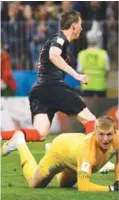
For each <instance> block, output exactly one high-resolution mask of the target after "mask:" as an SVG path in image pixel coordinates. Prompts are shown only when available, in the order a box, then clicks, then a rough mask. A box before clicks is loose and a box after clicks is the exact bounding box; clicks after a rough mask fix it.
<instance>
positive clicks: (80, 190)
mask: <svg viewBox="0 0 119 200" xmlns="http://www.w3.org/2000/svg"><path fill="white" fill-rule="evenodd" d="M16 149H17V150H18V151H19V154H20V159H21V166H22V168H23V174H24V176H25V179H26V181H27V183H28V185H29V187H31V188H44V187H46V186H47V185H48V183H49V182H50V181H51V180H52V179H53V177H54V176H55V175H56V176H57V179H58V181H59V184H60V186H61V187H72V186H73V185H74V184H75V183H77V185H78V189H79V191H118V190H119V156H118V152H119V131H117V130H116V128H115V122H114V121H113V120H112V119H111V118H109V117H107V116H104V117H100V118H99V119H97V121H96V124H95V132H93V133H90V134H89V135H84V134H79V133H69V134H68V133H66V134H61V135H59V136H58V137H56V138H55V139H54V140H53V142H52V145H51V147H50V149H49V150H48V152H47V153H46V154H45V156H44V157H43V158H42V159H41V161H40V162H39V164H38V165H37V163H36V161H35V159H34V158H33V156H32V154H31V152H30V150H29V148H28V146H27V144H26V142H25V137H24V134H23V133H22V132H21V131H17V132H16V133H15V135H14V136H13V137H12V139H11V140H9V141H8V142H7V143H5V144H4V145H3V147H2V149H1V151H2V155H3V156H5V155H7V154H8V153H11V152H12V151H13V150H16ZM113 155H116V161H115V183H114V184H113V185H112V186H103V185H98V184H94V183H91V182H90V177H91V174H92V173H95V172H96V171H98V170H99V169H100V168H101V167H102V166H104V165H105V163H106V162H108V160H109V159H110V158H111V157H112V156H113Z"/></svg>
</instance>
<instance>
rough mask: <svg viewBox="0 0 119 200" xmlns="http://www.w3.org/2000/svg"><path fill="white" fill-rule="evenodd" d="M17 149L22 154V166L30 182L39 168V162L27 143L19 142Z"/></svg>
mask: <svg viewBox="0 0 119 200" xmlns="http://www.w3.org/2000/svg"><path fill="white" fill-rule="evenodd" d="M17 149H18V151H19V154H20V160H21V166H22V168H23V174H24V177H25V179H26V180H27V182H29V180H30V179H31V178H32V177H33V175H34V173H35V171H36V169H37V163H36V161H35V159H34V157H33V156H32V154H31V152H30V150H29V148H28V146H27V144H26V143H21V144H19V145H18V147H17Z"/></svg>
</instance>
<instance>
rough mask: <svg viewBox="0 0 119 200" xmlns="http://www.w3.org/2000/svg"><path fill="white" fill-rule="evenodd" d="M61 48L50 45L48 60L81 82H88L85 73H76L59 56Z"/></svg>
mask: <svg viewBox="0 0 119 200" xmlns="http://www.w3.org/2000/svg"><path fill="white" fill-rule="evenodd" d="M61 53H62V50H61V49H59V48H58V47H55V46H52V47H51V48H50V50H49V59H50V61H51V62H52V63H53V64H54V65H55V66H56V67H58V68H59V69H61V70H62V71H64V72H66V73H68V74H70V75H71V76H72V77H73V78H75V79H76V80H78V81H81V82H82V83H87V82H88V77H87V75H81V74H78V73H77V72H76V71H75V70H74V69H73V68H72V67H70V66H69V65H68V64H67V63H66V62H65V60H64V59H63V58H62V57H61Z"/></svg>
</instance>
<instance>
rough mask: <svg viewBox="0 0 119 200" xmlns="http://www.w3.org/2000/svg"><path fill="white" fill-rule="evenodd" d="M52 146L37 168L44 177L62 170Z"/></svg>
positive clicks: (62, 165) (51, 146)
mask: <svg viewBox="0 0 119 200" xmlns="http://www.w3.org/2000/svg"><path fill="white" fill-rule="evenodd" d="M55 151H56V149H55V148H54V147H53V145H52V146H51V147H50V149H49V150H48V152H46V154H45V156H44V157H43V158H42V159H41V160H40V162H39V164H38V167H39V171H40V172H41V174H42V175H43V176H44V177H47V176H50V175H53V176H54V175H55V174H56V173H58V172H60V171H61V170H62V168H63V165H62V162H61V159H60V157H59V155H58V154H57V153H56V152H55Z"/></svg>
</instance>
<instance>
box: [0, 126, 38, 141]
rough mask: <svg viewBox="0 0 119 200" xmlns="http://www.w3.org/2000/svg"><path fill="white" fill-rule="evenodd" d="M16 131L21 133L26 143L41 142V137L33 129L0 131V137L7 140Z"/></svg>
mask: <svg viewBox="0 0 119 200" xmlns="http://www.w3.org/2000/svg"><path fill="white" fill-rule="evenodd" d="M16 131H22V132H23V133H24V135H25V139H26V141H27V142H30V141H41V140H42V139H41V136H40V134H39V133H38V131H37V130H35V129H17V130H11V131H1V136H2V139H3V140H9V139H11V137H12V136H13V134H14V133H15V132H16Z"/></svg>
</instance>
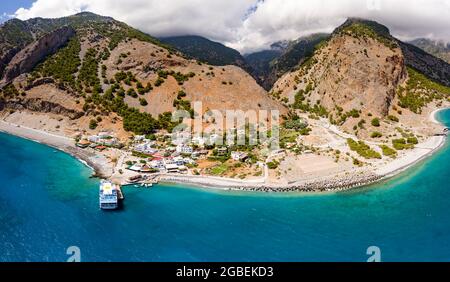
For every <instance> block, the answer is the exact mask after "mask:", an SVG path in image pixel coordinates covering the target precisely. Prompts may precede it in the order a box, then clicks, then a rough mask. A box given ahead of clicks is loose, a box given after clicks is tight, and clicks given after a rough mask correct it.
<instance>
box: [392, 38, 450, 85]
mask: <svg viewBox="0 0 450 282" xmlns="http://www.w3.org/2000/svg"><path fill="white" fill-rule="evenodd" d="M399 45H400V46H401V48H402V51H403V54H404V56H405V62H406V64H407V65H408V66H409V67H412V68H415V69H417V70H419V71H420V72H421V73H423V74H425V75H426V76H428V77H430V78H432V79H434V80H436V81H438V82H440V83H442V84H444V85H447V86H450V65H449V64H448V63H447V62H445V61H443V60H441V59H439V58H436V57H434V56H433V55H430V54H428V53H427V52H425V51H423V50H422V49H420V48H418V47H416V46H413V45H411V44H408V43H403V42H400V41H399Z"/></svg>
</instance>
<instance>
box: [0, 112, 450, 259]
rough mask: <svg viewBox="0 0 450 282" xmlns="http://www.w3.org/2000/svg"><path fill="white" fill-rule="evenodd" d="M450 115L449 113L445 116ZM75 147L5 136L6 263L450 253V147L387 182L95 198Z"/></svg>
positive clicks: (381, 256) (2, 164)
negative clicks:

_ _ _

--- Problem statement ---
Reproduce all of the material above character for character, leaving out the pictures.

--- Solution for this problem ---
For each <instance> block, output exactly one high-resolution mask of the target after "mask:" as an SVG path in image pixel coordinates. Prompts are shown only when available, in the order a box, then clicks, then a rough mask. A box before clicks is loose and a box after clicks is the exact bounding box; clicks after a rough mask fix it.
<instance>
positive clicks: (80, 190)
mask: <svg viewBox="0 0 119 200" xmlns="http://www.w3.org/2000/svg"><path fill="white" fill-rule="evenodd" d="M16 149H17V150H18V151H19V154H20V159H21V166H22V168H23V174H24V176H25V179H26V181H27V183H28V185H29V187H31V188H44V187H46V186H47V185H48V183H49V182H50V181H51V180H52V179H53V177H54V176H55V175H56V176H57V179H58V181H59V184H60V186H61V187H72V186H73V185H74V184H75V183H77V185H78V189H79V191H118V190H119V156H118V152H119V131H117V130H116V128H115V122H114V121H113V120H112V119H111V118H109V117H107V116H104V117H100V118H99V119H97V121H96V124H95V132H93V133H90V134H89V135H84V134H79V133H69V134H68V133H66V134H61V135H59V136H58V137H56V138H55V139H54V140H53V142H52V145H51V147H50V149H49V150H48V152H47V153H46V154H45V156H44V157H43V158H42V159H41V161H40V162H39V164H38V165H37V163H36V161H35V159H34V158H33V156H32V154H31V152H30V150H29V148H28V146H27V144H26V142H25V137H24V134H23V133H22V132H21V131H17V132H16V133H15V135H14V136H13V137H12V139H11V140H9V141H8V142H7V143H5V144H4V145H3V147H2V149H1V151H2V155H3V156H5V155H7V154H8V153H11V152H12V151H13V150H16ZM113 155H116V161H115V183H114V184H113V185H112V186H103V185H98V184H94V183H91V182H90V177H91V174H92V173H95V172H96V171H98V170H99V169H100V168H101V167H102V166H104V165H105V163H106V162H108V160H109V159H110V158H111V157H112V156H113Z"/></svg>
</instance>
<instance>
rough mask: <svg viewBox="0 0 119 200" xmlns="http://www.w3.org/2000/svg"><path fill="white" fill-rule="evenodd" d="M17 149L22 154V166L30 182L39 168V162L27 143L19 142Z"/></svg>
mask: <svg viewBox="0 0 119 200" xmlns="http://www.w3.org/2000/svg"><path fill="white" fill-rule="evenodd" d="M17 149H18V151H19V154H20V160H21V166H22V168H23V174H24V177H25V179H26V180H27V182H29V180H30V179H31V178H32V177H33V175H34V173H35V171H36V169H37V163H36V161H35V159H34V157H33V156H32V154H31V152H30V150H29V148H28V146H27V144H26V143H21V144H19V145H18V147H17Z"/></svg>
</instance>
<instance>
rough mask: <svg viewBox="0 0 119 200" xmlns="http://www.w3.org/2000/svg"><path fill="white" fill-rule="evenodd" d="M61 48L50 45L48 60L81 82H88L85 73H76L59 56Z"/></svg>
mask: <svg viewBox="0 0 119 200" xmlns="http://www.w3.org/2000/svg"><path fill="white" fill-rule="evenodd" d="M61 53H62V50H61V49H59V48H58V47H55V46H52V47H51V48H50V50H49V59H50V61H51V62H52V63H53V64H54V65H55V66H56V67H58V68H59V69H61V70H62V71H64V72H66V73H68V74H70V75H71V76H72V77H73V78H75V79H76V80H78V81H81V82H82V83H87V82H88V77H87V75H81V74H78V73H77V72H76V71H75V70H74V69H73V68H72V67H70V66H69V65H68V64H67V63H66V62H65V60H64V59H63V58H62V57H61Z"/></svg>
</instance>
<instance>
rough mask: <svg viewBox="0 0 119 200" xmlns="http://www.w3.org/2000/svg"><path fill="white" fill-rule="evenodd" d="M52 146L37 168L44 177L62 170Z"/></svg>
positive clicks: (62, 165) (51, 146)
mask: <svg viewBox="0 0 119 200" xmlns="http://www.w3.org/2000/svg"><path fill="white" fill-rule="evenodd" d="M55 151H56V149H55V148H54V147H53V145H52V146H51V147H50V149H49V150H48V152H46V154H45V156H44V157H43V158H42V159H41V160H40V162H39V164H38V167H39V171H40V172H41V174H42V175H43V176H44V177H47V176H50V175H53V176H54V175H55V174H56V173H58V172H60V171H61V170H62V168H63V165H62V162H61V159H60V157H59V155H58V154H57V153H56V152H55Z"/></svg>
</instance>
<instance>
box: [0, 126, 38, 141]
rough mask: <svg viewBox="0 0 119 200" xmlns="http://www.w3.org/2000/svg"><path fill="white" fill-rule="evenodd" d="M16 131L21 133L26 143L41 142V137L33 129L0 131V137L7 140Z"/></svg>
mask: <svg viewBox="0 0 119 200" xmlns="http://www.w3.org/2000/svg"><path fill="white" fill-rule="evenodd" d="M16 131H22V132H23V133H24V135H25V139H26V141H27V142H30V141H41V140H42V139H41V136H40V134H39V133H38V131H37V130H35V129H17V130H11V131H1V136H2V139H3V140H9V139H11V137H12V136H13V134H14V133H15V132H16Z"/></svg>
</instance>
For every <instance> block, the answer is the exact mask after "mask:", an SVG path in image pixel coordinates covering the target precisely. Prompts may precede it in the order a box, then clicks, then a rough mask. A box given ahead of clicks is loose, a box given after clicks is tight, and clicks given after a rough mask correct it.
<instance>
box: [392, 38, 450, 85]
mask: <svg viewBox="0 0 450 282" xmlns="http://www.w3.org/2000/svg"><path fill="white" fill-rule="evenodd" d="M399 45H400V46H401V48H402V51H403V54H404V56H405V62H406V64H407V65H408V66H409V67H412V68H415V69H417V70H419V71H420V72H421V73H423V74H425V75H426V76H428V77H430V78H432V79H434V80H436V81H438V82H440V83H442V84H444V85H447V86H450V65H449V64H448V63H447V62H445V61H443V60H441V59H439V58H436V57H434V56H433V55H430V54H428V53H427V52H425V51H423V50H422V49H420V48H418V47H416V46H413V45H411V44H408V43H403V42H400V41H399Z"/></svg>
</instance>
<instance>
box: [0, 112, 450, 259]
rough mask: <svg viewBox="0 0 450 282" xmlns="http://www.w3.org/2000/svg"><path fill="white" fill-rule="evenodd" d="M450 115L449 113L445 116ZM75 147L5 136L6 263L450 253V147L387 182L95 198Z"/></svg>
positive clicks: (381, 256) (2, 164)
negative clicks:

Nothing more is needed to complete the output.